What needs to be done:
Write the following entries out again exactly, skipping each image.

Point-per-instance localization data:
= = = = = = =

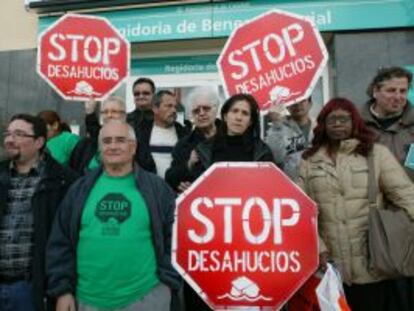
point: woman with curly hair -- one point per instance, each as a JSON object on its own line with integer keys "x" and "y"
{"x": 237, "y": 138}
{"x": 334, "y": 173}
{"x": 60, "y": 142}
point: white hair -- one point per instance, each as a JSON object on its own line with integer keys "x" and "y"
{"x": 208, "y": 93}
{"x": 131, "y": 132}
{"x": 114, "y": 99}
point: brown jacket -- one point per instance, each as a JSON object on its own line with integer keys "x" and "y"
{"x": 341, "y": 193}
{"x": 397, "y": 137}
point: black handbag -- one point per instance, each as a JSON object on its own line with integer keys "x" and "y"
{"x": 390, "y": 234}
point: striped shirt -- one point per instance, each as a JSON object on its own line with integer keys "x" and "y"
{"x": 16, "y": 224}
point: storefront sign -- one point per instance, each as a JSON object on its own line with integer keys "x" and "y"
{"x": 215, "y": 20}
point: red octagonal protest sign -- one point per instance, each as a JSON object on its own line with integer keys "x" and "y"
{"x": 276, "y": 57}
{"x": 82, "y": 57}
{"x": 245, "y": 236}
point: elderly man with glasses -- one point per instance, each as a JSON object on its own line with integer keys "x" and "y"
{"x": 143, "y": 90}
{"x": 110, "y": 247}
{"x": 32, "y": 184}
{"x": 204, "y": 103}
{"x": 86, "y": 155}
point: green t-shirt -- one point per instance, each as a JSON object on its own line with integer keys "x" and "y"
{"x": 95, "y": 161}
{"x": 61, "y": 146}
{"x": 115, "y": 256}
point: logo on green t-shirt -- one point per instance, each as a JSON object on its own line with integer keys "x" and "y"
{"x": 112, "y": 210}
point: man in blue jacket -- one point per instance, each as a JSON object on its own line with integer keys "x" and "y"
{"x": 110, "y": 246}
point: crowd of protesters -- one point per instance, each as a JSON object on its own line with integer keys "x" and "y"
{"x": 64, "y": 220}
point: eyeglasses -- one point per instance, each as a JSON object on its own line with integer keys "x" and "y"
{"x": 331, "y": 120}
{"x": 143, "y": 93}
{"x": 112, "y": 112}
{"x": 18, "y": 134}
{"x": 199, "y": 109}
{"x": 116, "y": 140}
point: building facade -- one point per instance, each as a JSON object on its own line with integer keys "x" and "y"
{"x": 177, "y": 43}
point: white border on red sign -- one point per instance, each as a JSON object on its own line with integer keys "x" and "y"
{"x": 318, "y": 73}
{"x": 195, "y": 184}
{"x": 61, "y": 19}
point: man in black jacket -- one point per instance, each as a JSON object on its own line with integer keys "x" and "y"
{"x": 143, "y": 90}
{"x": 118, "y": 220}
{"x": 32, "y": 184}
{"x": 204, "y": 103}
{"x": 156, "y": 138}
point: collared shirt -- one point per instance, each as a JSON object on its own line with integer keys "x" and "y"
{"x": 16, "y": 224}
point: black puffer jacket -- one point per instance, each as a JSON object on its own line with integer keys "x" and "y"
{"x": 144, "y": 156}
{"x": 261, "y": 153}
{"x": 61, "y": 249}
{"x": 178, "y": 171}
{"x": 50, "y": 191}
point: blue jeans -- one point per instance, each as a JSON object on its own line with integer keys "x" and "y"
{"x": 16, "y": 297}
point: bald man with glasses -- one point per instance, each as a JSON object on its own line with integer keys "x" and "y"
{"x": 204, "y": 104}
{"x": 116, "y": 219}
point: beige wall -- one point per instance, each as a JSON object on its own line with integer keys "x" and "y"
{"x": 18, "y": 27}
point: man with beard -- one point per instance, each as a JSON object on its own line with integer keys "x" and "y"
{"x": 204, "y": 103}
{"x": 157, "y": 138}
{"x": 388, "y": 112}
{"x": 390, "y": 116}
{"x": 289, "y": 136}
{"x": 32, "y": 184}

= = = = = = =

Exercise solution:
point: woman with curly hair -- one point per instance, each as a JSON object on its own line with integer keys "x" and "y"
{"x": 237, "y": 138}
{"x": 334, "y": 173}
{"x": 60, "y": 142}
point: white hair -- one point per instance, each as a JSON object on its own line with integer keys "x" and "y"
{"x": 208, "y": 93}
{"x": 131, "y": 132}
{"x": 114, "y": 99}
point: brown jacket -- one point per instance, each as a JSON object on its own line with integer keys "x" and "y"
{"x": 341, "y": 193}
{"x": 397, "y": 137}
point: black handbag -- one point per instance, each as a JSON object on its own line with integer keys "x" and "y"
{"x": 390, "y": 234}
point: striped shirt -- one point per instance, each as a JSON object on its own line with integer keys "x" and "y"
{"x": 16, "y": 224}
point: storefront sign -- one point per instance, each as a JSON object on its own line with integer keys "x" and "y"
{"x": 215, "y": 20}
point: red octagonal protest sign -- one point per instance, each as a JSON object on its own line with integer keys "x" and "y"
{"x": 276, "y": 57}
{"x": 82, "y": 57}
{"x": 245, "y": 236}
point: elderly man with glasses -- one point per instance, each as a JSON object on its own line with integer keys "x" and "y"
{"x": 143, "y": 90}
{"x": 110, "y": 247}
{"x": 32, "y": 184}
{"x": 204, "y": 103}
{"x": 86, "y": 155}
point: green t-shirt -- one point per instance, each as a JSON object on its own line with integer keys "x" and "y"
{"x": 95, "y": 161}
{"x": 61, "y": 146}
{"x": 115, "y": 256}
point: logo on green t-shirt -- one point per instance, each as a JSON object on its own line with integer keys "x" and "y"
{"x": 112, "y": 210}
point: man in blue jacket -- one point per instance, each as a JSON object on its own line with integer keys "x" and "y"
{"x": 110, "y": 246}
point: crowd of protesters -- one point per instance, each as a JSON object on its own line with integer keys "x" and "y"
{"x": 64, "y": 220}
point: eyeglasses -- one point per instance, each as a JSON object on its own line with integer keys "x" and "y"
{"x": 331, "y": 120}
{"x": 143, "y": 93}
{"x": 112, "y": 112}
{"x": 18, "y": 134}
{"x": 199, "y": 109}
{"x": 116, "y": 140}
point: building facade -- one point per instance, each as a JSON object on its own line with integer keys "x" and "y"
{"x": 177, "y": 43}
point: white border on red sign -- one point per instance, each as a JSON object on its own line with integer keys "x" and "y"
{"x": 318, "y": 73}
{"x": 195, "y": 184}
{"x": 61, "y": 19}
point: man in black jacket -- one point per instance, each as a JSON object on its own line with integer keys "x" and "y"
{"x": 143, "y": 90}
{"x": 118, "y": 220}
{"x": 32, "y": 184}
{"x": 204, "y": 103}
{"x": 156, "y": 138}
point: collared shirt -- one point per instance, each as a JSON object on its own line with integer keys "x" and "y"
{"x": 16, "y": 224}
point: black puffer jacket -- one point per instance, each as a JSON object on its own line with integer keys "x" and "y"
{"x": 144, "y": 156}
{"x": 261, "y": 153}
{"x": 61, "y": 249}
{"x": 178, "y": 171}
{"x": 50, "y": 191}
point: blue jeans -- one point per instance, each as a JSON object on its own line with integer keys "x" and "y"
{"x": 16, "y": 297}
point: bald man with glasses -- one point per instance, each as a JSON object on its own line with integer keys "x" and "y"
{"x": 204, "y": 104}
{"x": 116, "y": 219}
point: beige wall -- one point per instance, each as a JSON object on its own line with integer keys "x" and "y"
{"x": 18, "y": 27}
point: man with beard -- one point per instance, each as a JSON object on its own line with integer keys "x" and "y"
{"x": 204, "y": 103}
{"x": 157, "y": 138}
{"x": 388, "y": 112}
{"x": 390, "y": 116}
{"x": 289, "y": 136}
{"x": 32, "y": 184}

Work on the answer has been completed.